● The task:
Rewrite each of the entries with "gray" swapped for "white" and everything else unchanged. Omit the pictures.

● Task input:

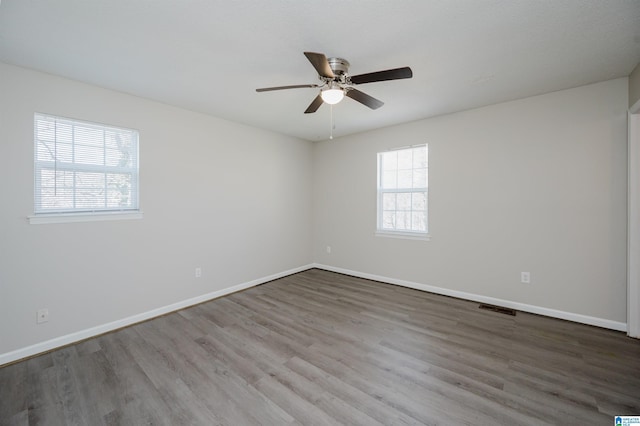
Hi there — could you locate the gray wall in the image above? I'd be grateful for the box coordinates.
[0,64,629,364]
[313,78,628,326]
[629,64,640,113]
[0,64,312,356]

● Task output:
Hi there — could you locate the white wall in the image above? I'd be grateful for the box coordinates.
[0,64,629,364]
[313,78,628,326]
[629,64,640,113]
[0,64,312,356]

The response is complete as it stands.